▶ **GIVEN DATA**:
──────────

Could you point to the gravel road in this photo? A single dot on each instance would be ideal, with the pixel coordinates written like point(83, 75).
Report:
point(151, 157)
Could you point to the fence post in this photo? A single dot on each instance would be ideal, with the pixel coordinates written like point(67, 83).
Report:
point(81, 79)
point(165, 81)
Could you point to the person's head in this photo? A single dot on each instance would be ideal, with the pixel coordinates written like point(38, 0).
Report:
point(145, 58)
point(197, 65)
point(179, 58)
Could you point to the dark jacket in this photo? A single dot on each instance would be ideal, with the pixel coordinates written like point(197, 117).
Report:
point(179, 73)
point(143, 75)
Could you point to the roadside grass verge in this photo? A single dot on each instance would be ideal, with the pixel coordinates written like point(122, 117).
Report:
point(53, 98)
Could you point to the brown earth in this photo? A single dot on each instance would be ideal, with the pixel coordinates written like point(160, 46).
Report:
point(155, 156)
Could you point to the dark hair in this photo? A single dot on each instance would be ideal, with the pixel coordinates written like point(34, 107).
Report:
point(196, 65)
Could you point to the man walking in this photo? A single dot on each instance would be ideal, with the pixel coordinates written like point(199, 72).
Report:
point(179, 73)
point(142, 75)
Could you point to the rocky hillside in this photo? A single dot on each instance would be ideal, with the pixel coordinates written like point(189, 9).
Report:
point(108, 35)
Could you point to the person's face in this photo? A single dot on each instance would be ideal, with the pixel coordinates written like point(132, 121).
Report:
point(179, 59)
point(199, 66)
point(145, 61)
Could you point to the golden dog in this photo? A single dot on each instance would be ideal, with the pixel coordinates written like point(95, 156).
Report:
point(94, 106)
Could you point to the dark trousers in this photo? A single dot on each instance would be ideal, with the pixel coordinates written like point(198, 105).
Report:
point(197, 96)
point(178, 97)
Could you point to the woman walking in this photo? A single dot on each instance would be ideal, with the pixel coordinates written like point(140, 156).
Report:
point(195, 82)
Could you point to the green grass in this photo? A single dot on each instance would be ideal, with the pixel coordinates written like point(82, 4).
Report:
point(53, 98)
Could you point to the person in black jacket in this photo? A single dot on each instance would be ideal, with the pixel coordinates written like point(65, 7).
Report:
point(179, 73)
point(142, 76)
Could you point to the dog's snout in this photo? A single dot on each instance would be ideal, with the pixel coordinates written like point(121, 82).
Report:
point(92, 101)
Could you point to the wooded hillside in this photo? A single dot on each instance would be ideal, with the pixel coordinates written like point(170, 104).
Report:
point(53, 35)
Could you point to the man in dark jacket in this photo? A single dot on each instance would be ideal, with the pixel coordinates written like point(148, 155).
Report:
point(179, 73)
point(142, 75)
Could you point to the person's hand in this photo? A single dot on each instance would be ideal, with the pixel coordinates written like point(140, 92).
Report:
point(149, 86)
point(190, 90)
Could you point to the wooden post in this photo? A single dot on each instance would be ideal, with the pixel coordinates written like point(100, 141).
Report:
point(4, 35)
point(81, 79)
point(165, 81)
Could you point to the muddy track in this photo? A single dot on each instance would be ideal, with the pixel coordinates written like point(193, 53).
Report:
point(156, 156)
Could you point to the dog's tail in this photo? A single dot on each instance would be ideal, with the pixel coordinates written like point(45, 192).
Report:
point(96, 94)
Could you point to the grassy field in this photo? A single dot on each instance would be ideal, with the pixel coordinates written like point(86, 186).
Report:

──────────

▶ **WORK REQUEST**:
Please retype the whole of the material above exactly.

▶ **ANSWER TO THIS TASK**:
Could you point to the gravel road in this photo? A single dot on each instance would be ideal, with the pixel coordinates written like point(83, 75).
Report:
point(151, 157)
Could you point to the fence post in this photo? A single dot on each instance would be ideal, with the pixel coordinates written like point(67, 83).
Report:
point(81, 79)
point(165, 81)
Could you point to the person's head in this photo? A single dot on each instance would be ideal, with the pixel coordinates written like point(38, 0).
Report:
point(145, 58)
point(197, 65)
point(179, 58)
Could you point to the dark jacket in this photo? A single dot on each instance would be ideal, with the pixel coordinates written like point(197, 117).
Report:
point(179, 73)
point(143, 75)
Could you point to the roadside grass verge in this photo? A single dot on each instance would be ideal, with the pixel coordinates written like point(122, 117).
Report:
point(53, 98)
Could you point to the brown earth in this photo? A single dot on each instance would be ideal, with the pixel coordinates written like point(160, 46).
Report:
point(155, 156)
Could you point to the dark hair in this photo? A single dot on each instance would be ideal, with the pixel coordinates written like point(34, 107).
Report:
point(196, 65)
Could you point to the man walking in this photo? A single dot on each instance would be ideal, with the pixel coordinates written like point(199, 72).
Report:
point(179, 73)
point(142, 75)
Could you point to the rocky hillside in this photo? A single dot on each instance would be ideal, with the pixel coordinates written like point(189, 9).
Report:
point(108, 35)
Could you point to the person's face in this photo? A single dot on each instance would be ideal, with the pixel coordinates written like point(132, 121).
Report:
point(179, 59)
point(199, 66)
point(145, 61)
Could you point to the golden dog in this photo? A single dot on each instance would be ideal, with the pixel coordinates written like point(95, 156).
Report:
point(94, 106)
Could you point to the dark trousers in this photo? A single dot on each instance would be ideal, with the pixel coordinates written like point(198, 105).
Report:
point(197, 96)
point(178, 97)
Could you point to the woman walking in this photo? A single dot on each instance would be ideal, with the pixel coordinates written like point(140, 156).
Report:
point(195, 82)
Could you point to the green grass in this photo? A single dot on each instance would be ideal, with the pixel coordinates written like point(82, 4).
Report:
point(53, 98)
Could you point to the person in black jacket in this photo? A single dot on each instance would be ideal, with the pixel coordinates written like point(65, 7).
Report:
point(179, 73)
point(142, 76)
Could you point to the dog's snout in this photo? A single dot on each instance would be ideal, with the pixel coordinates written like point(121, 82).
Report:
point(92, 101)
Could you point to the wooded hillside in this photo? A single dot on each instance would be ideal, with the pixel coordinates written like point(170, 104).
Report:
point(53, 35)
Could you point to the man in dark jacket in this photo? A single dot on each instance would be ideal, with the pixel coordinates written like point(148, 155).
Report:
point(179, 73)
point(142, 75)
Could you point to the person's hand in this photo? A single dot on each instance would be ideal, with the pixel coordinates written like point(140, 92).
Report:
point(149, 86)
point(190, 90)
Could you point to the wooden post in this photo? A single dot on each instance would be ideal, with the pixel coordinates written like point(100, 141).
Report:
point(4, 35)
point(81, 79)
point(165, 81)
Could you point to the muddy track in this photo? A single dot on each instance would be ideal, with the pixel coordinates written like point(193, 53).
Report:
point(156, 156)
Could you point to the dog's tail in this photo? A single dot on each instance would be ideal, with the pixel coordinates written like point(45, 192).
Report:
point(96, 94)
Could you point to the grassy field in this photo? A single dot on each instance would be ideal, with the pixel coordinates written like point(86, 186).
Report:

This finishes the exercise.